(Supplied passage)
Blake Stephens is an American politician from the U.S. state of Oklahoma. A member of the Republican Party, he served in the Oklahoma Senate as representing the 3rd district from 2020 to 2024. (Note: District 3 includes parts of Adair County, Cherokee County, Delaware County, Mayes County and Rogers County.) He was first elected in the 2020 Oklahoma Senate election after defeating incumbent Wayne Shaw in the Republican primary on June 30, 2020 and going on to win the general election on November 3, 2020. He was defeated by Julie McIntosh in the 2024 Oklahoma Senate election.

==Early life and career==
Stephens graduated from Sapulpa High School and was the Sapulpa Future Farmers of America president . He earned a bachelor's degree in agricultural education from Oklahoma State University. He worked on an assembly line, as a residential therapist, and as a manager. He later received a graduate degree in counseling from Northeastern State University. He then worked at Locust Grove Public Schools as a counselor for over two decades. He also owns a family ranch in Moodys, Oklahoma.

Stephens ran for governor in the 2018 Oklahoma gubernatorial election. In December 2020, Stephens signed onto a letter requesting the Oklahoma Congressional delegation to not certify the 2020 election results.

==Oklahoma State Senate (2021–present)==
Stephens defeated incumbent Wayne Shaw in the Republican primary on June 30, 2020. He then went on to win the 2020 Oklahoma Senate election for District 3. He served in the 58th Oklahoma Legislature.
(End Supplied passage)
(Entries shown)
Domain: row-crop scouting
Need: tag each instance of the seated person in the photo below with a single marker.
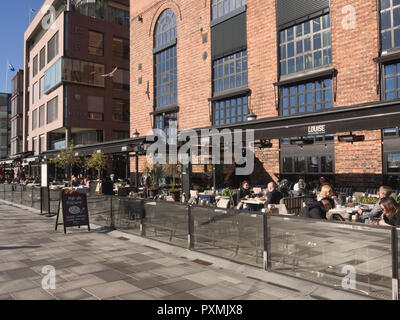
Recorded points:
(391, 212)
(326, 192)
(376, 212)
(317, 209)
(273, 195)
(86, 182)
(75, 182)
(244, 194)
(300, 188)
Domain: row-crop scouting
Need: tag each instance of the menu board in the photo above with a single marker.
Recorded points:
(74, 209)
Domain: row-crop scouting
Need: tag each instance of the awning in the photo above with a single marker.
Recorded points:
(371, 116)
(27, 161)
(124, 146)
(6, 162)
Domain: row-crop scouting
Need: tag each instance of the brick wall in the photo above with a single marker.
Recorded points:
(359, 164)
(353, 51)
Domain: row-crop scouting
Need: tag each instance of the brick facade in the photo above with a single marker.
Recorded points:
(353, 51)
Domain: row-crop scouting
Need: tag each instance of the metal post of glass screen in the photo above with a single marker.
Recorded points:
(190, 228)
(267, 244)
(395, 264)
(111, 213)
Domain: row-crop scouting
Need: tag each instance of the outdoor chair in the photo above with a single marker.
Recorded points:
(257, 190)
(169, 199)
(294, 204)
(224, 203)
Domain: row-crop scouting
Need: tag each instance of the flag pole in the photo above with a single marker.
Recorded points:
(7, 77)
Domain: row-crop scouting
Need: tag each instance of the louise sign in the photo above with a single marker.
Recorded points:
(74, 209)
(320, 129)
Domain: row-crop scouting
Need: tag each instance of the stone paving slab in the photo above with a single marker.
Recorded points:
(111, 289)
(98, 265)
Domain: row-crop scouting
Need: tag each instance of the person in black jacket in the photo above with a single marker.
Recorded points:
(273, 195)
(391, 212)
(244, 194)
(317, 209)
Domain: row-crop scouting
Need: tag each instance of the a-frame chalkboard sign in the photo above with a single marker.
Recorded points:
(74, 209)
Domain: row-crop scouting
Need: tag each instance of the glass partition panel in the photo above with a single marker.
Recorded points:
(167, 222)
(128, 216)
(36, 198)
(231, 234)
(398, 253)
(8, 192)
(54, 196)
(99, 208)
(347, 256)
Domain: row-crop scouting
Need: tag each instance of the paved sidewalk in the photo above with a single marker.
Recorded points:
(100, 265)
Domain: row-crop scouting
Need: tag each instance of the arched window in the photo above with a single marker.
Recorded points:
(165, 75)
(165, 72)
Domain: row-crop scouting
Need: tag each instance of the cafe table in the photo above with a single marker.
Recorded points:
(255, 204)
(347, 212)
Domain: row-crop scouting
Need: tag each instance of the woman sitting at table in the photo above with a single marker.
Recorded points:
(244, 194)
(391, 212)
(326, 192)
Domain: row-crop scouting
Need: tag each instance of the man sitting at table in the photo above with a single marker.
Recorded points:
(376, 212)
(317, 209)
(273, 195)
(391, 212)
(244, 194)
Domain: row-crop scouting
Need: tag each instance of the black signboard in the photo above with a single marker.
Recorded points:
(74, 209)
(45, 200)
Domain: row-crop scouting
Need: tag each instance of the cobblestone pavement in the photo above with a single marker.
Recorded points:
(112, 265)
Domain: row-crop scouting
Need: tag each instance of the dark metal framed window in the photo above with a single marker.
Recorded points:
(390, 24)
(391, 81)
(390, 133)
(392, 162)
(220, 8)
(120, 110)
(232, 110)
(168, 122)
(305, 46)
(42, 59)
(312, 164)
(165, 31)
(165, 60)
(166, 77)
(310, 96)
(230, 72)
(35, 66)
(96, 43)
(52, 48)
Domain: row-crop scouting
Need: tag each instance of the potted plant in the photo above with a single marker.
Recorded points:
(67, 158)
(154, 175)
(228, 193)
(98, 162)
(172, 171)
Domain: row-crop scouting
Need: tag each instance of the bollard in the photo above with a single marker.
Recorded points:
(112, 226)
(267, 244)
(190, 228)
(395, 265)
(142, 222)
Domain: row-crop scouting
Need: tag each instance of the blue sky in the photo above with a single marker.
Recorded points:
(14, 19)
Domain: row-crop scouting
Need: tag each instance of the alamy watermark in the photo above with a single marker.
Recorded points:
(49, 280)
(188, 146)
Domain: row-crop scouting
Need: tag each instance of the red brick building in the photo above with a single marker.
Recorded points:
(319, 75)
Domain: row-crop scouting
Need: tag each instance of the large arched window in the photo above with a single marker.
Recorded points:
(165, 60)
(165, 72)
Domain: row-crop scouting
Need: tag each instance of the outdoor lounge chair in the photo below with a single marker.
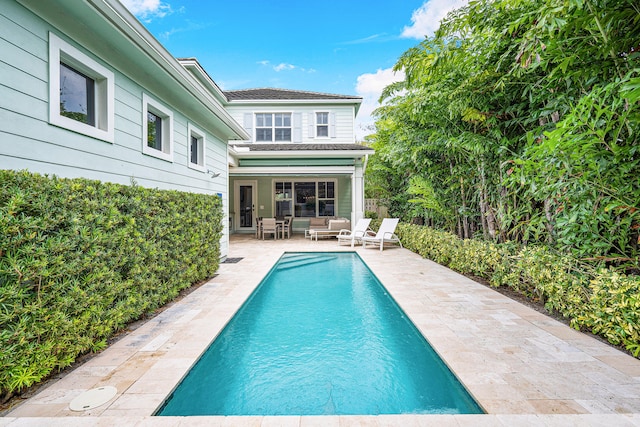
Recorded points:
(386, 234)
(269, 226)
(359, 231)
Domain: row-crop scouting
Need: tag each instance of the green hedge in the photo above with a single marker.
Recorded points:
(End Entries shown)
Questions =>
#1 Summarize the article on Blake Stephens in two sentences.
#2 Which counties does the article on Blake Stephens say District 3 includes parts of? List them all.
#3 Carry the article on Blake Stephens forward from its final sentence.

Answers per task =>
#1 Blake Stephens is a Republican politician from Oklahoma who represented the 3rd district in the Oklahoma Senate after defeating incumbent Wayne Shaw in the 2020 Republican primary, and he was defeated by Julie McIntosh in 2024. Before entering the Senate, he earned a bachelor's degree in agricultural education from Oklahoma State University and a graduate degree in counseling from Northeastern State University, and he worked as a counselor at Locust Grove Public Schools for over two decades.

#2
- Adair County
- Cherokee County
- Delaware County
- Mayes County
- Rogers County

#3
=== 58th and 59th Legislature ===
Sen. Stephens co-authored SB 834, the 'Back the Blue' Bill, to allow cities to paint blue lines and other "signage for the purpose of expressing support for law enforcement". The bill passed the Oklahoma Senate 39–6. He also authored SB 644 which would allow cities to authorize their employees to carry concealed firearms on the job if properly licensed. Stephens wrote HB 1564 which was introduced in the Oklahoma House of Representatives by Tom Gann. The bill substantially expands the power of landlords to carry out evictions. He lost the Republican runoff election in 2024 to Julie McIntosh.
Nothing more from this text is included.